→ Requirement: Turn each line of the rows below into a Markdown table with the columns No. and Line, numbering the lines in order and skipping any blank ones. Leave the pictures out of the table.

→ Records supplied:
--
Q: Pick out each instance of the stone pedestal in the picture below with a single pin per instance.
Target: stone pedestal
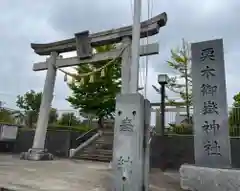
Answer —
(214, 179)
(36, 155)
--
→ Response:
| No. | Line |
|---|---|
| 1 | Q: Pick out each instance of the stone pedestal in the picture below with a single pin per instance. |
| 2 | Target: stone pedestal |
| 3 | Answer — |
| 4 | (214, 179) |
| 5 | (36, 155) |